PROVIDED PASSAGE:

◆ ◆ ◆ ◆ ◆

Interplanetary magnetic field

The interplanetary magnetic field (IMF) is the solar magnetic field carried by the solar wind among the planets of the Solar System.

The heliospheric current sheet is a three-dimensional form of a Parker spiral that results from the influence of the Sun's rotating magnetic field on the plasma in the interplanetary medium.^[1]

Since the solar wind is a plasma, it has the characteristics of a plasma, rather than a simple gas. For example, it is highly electrically conductive so that magnetic field lines from the Sun are carried along with the wind. The dynamic pressure of the wind dominates over the magnetic pressure through most of the Solar System (or heliosphere), so that the magnetic field is pulled into an Archimedean spiral pattern (the Parker spiral) by the combination of the outward motion and the Sun's rotation. Depending on the hemisphere and phase of the solar cycle, the magnetic field spirals inward or outward; the magnetic field follows the same shape of spiral in the northern and southern parts of the heliosphere, but with opposite field direction. These two magnetic domains are separated by a two current sheet (an electric current that is confined to a curved plane). This heliospheric current sheet has a shape similar to a twirled ballerina skirt, and changes in shape through the solar cycle as the Sun's magnetic field reverses about every 11 years.

◆ ◆ ◆ ◆ ◆

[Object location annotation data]
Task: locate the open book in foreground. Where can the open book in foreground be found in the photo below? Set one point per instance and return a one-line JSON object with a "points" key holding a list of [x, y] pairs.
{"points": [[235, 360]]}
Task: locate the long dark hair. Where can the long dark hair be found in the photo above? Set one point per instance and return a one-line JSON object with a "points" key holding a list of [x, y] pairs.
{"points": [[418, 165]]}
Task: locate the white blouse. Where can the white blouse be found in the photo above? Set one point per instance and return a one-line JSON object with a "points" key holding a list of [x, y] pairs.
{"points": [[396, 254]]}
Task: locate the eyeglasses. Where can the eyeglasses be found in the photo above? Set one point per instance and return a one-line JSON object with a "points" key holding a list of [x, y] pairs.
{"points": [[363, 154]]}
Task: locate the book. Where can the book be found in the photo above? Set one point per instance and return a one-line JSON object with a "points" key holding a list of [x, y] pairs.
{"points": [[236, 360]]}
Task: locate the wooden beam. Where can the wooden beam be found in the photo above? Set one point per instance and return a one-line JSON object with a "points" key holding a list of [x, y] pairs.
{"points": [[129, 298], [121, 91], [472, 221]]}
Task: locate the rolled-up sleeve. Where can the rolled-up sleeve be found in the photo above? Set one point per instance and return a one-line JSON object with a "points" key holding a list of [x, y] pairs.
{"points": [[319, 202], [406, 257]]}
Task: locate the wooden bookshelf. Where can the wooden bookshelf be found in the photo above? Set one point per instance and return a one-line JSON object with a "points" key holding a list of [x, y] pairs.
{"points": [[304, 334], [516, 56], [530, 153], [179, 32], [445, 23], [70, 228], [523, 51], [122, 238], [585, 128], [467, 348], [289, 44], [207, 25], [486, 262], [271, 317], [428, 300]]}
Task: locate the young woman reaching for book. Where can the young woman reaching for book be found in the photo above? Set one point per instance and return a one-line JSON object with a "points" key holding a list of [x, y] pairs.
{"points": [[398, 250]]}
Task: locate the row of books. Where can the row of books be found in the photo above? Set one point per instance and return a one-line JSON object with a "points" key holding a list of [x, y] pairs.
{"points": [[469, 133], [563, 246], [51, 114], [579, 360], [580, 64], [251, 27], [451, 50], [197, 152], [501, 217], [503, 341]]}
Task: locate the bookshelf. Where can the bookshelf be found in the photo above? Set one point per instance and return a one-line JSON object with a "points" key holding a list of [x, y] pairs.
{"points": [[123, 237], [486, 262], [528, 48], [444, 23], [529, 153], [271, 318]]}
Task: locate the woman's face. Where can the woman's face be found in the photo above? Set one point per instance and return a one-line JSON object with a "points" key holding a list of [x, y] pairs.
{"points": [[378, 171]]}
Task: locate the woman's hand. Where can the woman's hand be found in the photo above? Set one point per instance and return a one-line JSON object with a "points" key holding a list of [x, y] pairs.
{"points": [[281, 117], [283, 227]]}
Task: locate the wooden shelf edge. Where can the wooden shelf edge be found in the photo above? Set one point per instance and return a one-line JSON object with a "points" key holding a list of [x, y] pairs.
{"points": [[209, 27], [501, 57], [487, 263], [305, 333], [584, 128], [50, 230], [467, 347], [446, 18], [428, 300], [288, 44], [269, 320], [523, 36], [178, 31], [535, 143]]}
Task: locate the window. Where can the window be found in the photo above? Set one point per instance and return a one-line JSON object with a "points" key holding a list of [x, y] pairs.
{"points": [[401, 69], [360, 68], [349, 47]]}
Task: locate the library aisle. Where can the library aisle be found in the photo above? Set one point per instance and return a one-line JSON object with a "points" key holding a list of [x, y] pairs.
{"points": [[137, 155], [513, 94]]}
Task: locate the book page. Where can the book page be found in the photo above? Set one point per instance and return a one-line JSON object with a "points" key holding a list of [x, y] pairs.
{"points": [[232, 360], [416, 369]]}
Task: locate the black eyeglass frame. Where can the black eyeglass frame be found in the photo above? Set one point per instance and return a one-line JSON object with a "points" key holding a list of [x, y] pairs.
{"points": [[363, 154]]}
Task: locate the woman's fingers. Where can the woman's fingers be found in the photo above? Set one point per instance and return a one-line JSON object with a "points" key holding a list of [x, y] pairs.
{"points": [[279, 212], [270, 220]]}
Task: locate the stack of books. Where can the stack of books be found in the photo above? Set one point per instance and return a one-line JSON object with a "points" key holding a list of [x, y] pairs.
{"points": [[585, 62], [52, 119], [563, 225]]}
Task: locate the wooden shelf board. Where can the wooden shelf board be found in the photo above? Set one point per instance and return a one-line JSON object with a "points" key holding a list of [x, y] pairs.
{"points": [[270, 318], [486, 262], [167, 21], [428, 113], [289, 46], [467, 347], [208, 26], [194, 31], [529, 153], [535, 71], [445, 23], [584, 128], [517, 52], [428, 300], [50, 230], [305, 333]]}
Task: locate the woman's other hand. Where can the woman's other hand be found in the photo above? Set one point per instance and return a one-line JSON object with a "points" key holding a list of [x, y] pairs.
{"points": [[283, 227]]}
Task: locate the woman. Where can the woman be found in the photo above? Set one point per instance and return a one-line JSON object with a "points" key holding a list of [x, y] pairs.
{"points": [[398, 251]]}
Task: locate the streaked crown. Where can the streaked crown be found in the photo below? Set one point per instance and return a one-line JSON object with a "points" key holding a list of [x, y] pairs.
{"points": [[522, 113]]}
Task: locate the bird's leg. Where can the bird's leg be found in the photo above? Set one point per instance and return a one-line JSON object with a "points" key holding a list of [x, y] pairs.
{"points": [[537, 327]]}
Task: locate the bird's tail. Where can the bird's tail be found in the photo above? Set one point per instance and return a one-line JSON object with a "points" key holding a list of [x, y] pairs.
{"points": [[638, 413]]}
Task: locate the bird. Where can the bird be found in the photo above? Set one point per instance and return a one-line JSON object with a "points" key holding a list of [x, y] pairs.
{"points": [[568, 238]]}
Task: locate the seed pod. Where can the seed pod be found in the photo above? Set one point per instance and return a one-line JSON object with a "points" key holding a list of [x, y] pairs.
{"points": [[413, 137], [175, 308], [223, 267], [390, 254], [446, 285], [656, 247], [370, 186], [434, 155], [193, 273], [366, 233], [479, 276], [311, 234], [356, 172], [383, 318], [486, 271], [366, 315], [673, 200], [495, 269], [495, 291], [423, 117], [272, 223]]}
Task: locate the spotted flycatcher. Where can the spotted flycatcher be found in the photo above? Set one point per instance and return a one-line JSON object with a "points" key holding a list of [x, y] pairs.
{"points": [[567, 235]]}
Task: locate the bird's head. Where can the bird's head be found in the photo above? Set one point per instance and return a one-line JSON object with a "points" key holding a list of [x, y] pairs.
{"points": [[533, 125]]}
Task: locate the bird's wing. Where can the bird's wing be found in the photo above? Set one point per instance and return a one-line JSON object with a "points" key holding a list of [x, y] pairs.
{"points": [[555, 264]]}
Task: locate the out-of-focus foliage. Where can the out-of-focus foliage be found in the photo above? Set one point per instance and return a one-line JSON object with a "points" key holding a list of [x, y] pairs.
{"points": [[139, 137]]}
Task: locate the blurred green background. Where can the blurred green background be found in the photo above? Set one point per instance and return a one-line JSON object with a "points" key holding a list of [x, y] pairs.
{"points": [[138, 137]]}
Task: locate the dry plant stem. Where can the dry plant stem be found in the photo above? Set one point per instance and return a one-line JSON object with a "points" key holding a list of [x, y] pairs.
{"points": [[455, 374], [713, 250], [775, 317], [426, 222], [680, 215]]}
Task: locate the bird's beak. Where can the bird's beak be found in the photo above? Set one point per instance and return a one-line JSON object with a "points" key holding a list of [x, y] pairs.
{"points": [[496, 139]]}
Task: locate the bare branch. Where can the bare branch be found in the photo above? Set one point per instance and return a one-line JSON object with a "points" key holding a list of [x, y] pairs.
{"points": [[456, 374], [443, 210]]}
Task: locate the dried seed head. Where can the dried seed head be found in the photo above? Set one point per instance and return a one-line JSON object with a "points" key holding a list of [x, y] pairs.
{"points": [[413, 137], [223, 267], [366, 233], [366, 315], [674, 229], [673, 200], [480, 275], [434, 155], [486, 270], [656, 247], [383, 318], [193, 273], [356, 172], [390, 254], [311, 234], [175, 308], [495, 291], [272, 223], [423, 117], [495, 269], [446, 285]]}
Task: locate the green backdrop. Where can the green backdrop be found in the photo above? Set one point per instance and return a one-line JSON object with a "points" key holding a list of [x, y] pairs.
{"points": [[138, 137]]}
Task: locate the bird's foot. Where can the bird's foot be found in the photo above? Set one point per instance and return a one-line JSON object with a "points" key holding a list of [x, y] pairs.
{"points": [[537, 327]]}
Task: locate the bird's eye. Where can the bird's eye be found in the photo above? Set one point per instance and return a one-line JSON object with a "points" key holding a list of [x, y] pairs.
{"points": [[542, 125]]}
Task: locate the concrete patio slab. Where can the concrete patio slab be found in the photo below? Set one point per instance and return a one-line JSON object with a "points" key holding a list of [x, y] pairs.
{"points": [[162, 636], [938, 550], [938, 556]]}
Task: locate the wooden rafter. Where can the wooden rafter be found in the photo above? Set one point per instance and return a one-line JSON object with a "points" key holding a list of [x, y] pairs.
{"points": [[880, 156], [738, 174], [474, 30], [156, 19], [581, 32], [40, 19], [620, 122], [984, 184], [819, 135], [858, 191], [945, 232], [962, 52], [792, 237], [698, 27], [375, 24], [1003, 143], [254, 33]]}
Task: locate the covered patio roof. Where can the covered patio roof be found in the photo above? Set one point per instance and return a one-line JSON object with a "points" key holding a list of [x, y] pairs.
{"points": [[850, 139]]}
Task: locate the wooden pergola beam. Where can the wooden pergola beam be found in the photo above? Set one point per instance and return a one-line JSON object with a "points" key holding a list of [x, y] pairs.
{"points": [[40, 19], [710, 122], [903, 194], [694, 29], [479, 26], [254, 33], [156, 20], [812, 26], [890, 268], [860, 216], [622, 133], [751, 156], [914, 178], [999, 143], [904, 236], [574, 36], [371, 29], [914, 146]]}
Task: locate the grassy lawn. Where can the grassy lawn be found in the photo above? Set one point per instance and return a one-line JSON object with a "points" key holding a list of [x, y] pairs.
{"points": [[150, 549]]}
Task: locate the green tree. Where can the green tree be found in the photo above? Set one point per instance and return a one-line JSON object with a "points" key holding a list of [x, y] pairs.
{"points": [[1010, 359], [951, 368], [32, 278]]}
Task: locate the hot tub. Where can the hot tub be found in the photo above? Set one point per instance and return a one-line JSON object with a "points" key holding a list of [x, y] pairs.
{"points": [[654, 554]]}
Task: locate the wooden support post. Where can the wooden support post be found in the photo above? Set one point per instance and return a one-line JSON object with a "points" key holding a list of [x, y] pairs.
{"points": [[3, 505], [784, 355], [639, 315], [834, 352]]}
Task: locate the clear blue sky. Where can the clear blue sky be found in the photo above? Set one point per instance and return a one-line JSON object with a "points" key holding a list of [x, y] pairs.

◆ ◆ ◆ ◆ ◆

TO DO: Copy the whole interplanetary magnetic field text above, word for word.

FULL RESPONSE:
Interplanetary magnetic field

The interplanetary magnetic field (IMF) is the solar magnetic field carried by the solar wind among the planets of the Solar System.

The heliospheric current sheet is a three-dimensional form of a Parker spiral that results from the influence of the Sun's rotating magnetic field on the plasma in the interplanetary medium.^[1]

Since the solar wind is a plasma, it has the characteristics of a plasma, rather than a simple gas. For example, it is highly electrically conductive so that magnetic field lines from the Sun are carried along with the wind. The dynamic pressure of the wind dominates over the magnetic pressure through most of the Solar System (or heliosphere), so that the magnetic field is pulled into an Archimedean spiral pattern (the Parker spiral) by the combination of the outward motion and the Sun's rotation. Depending on the hemisphere and phase of the solar cycle, the magnetic field spirals inward or outward; the magnetic field follows the same shape of spiral in the northern and southern parts of the heliosphere, but with opposite field direction. These two magnetic domains are separated by a two current sheet (an electric current that is confined to a curved plane). This heliospheric current sheet has a shape similar to a twirled ballerina skirt, and changes in shape through the solar cycle as the Sun's magnetic field reverses about every 11 years.